**Items listed in a dataset:**

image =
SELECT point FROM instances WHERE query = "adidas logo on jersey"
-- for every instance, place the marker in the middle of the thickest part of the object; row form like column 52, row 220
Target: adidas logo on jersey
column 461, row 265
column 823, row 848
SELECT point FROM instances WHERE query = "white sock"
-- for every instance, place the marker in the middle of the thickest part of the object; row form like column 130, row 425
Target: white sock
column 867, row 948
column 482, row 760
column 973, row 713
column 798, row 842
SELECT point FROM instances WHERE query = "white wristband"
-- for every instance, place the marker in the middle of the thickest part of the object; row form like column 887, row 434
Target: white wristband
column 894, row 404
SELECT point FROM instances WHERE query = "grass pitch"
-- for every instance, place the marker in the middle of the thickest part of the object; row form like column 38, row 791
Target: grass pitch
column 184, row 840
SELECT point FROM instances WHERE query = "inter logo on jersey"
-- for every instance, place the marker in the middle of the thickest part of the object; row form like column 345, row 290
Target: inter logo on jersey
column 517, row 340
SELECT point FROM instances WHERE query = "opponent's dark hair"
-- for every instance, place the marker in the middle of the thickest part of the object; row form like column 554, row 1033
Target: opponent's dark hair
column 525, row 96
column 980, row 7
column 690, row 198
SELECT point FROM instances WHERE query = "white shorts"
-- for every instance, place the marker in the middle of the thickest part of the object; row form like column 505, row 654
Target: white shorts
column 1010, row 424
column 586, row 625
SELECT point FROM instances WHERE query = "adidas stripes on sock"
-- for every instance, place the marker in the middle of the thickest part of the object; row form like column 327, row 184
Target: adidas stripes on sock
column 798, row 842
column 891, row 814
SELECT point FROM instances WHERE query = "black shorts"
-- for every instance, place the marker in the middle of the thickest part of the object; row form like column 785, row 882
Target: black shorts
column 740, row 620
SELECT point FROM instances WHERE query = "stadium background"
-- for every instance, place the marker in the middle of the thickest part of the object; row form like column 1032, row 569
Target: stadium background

**PROBLEM STATEMENT:**
Please turn the records, from their start through the line with "column 823, row 848", into a Markdown table with the columns Line and Text, leaving out blank lines.

**EXERCISE RESPONSE:**
| Line | Text |
|---|---|
| 1 | image = |
| 2 | SELECT point FROM instances WHERE query = "adidas logo on jersey" |
| 3 | -- for every instance, place the marker in the middle of the thickest part of the object; row form like column 52, row 220 |
| 4 | Target: adidas logo on jersey |
| 5 | column 461, row 265 |
| 6 | column 823, row 848 |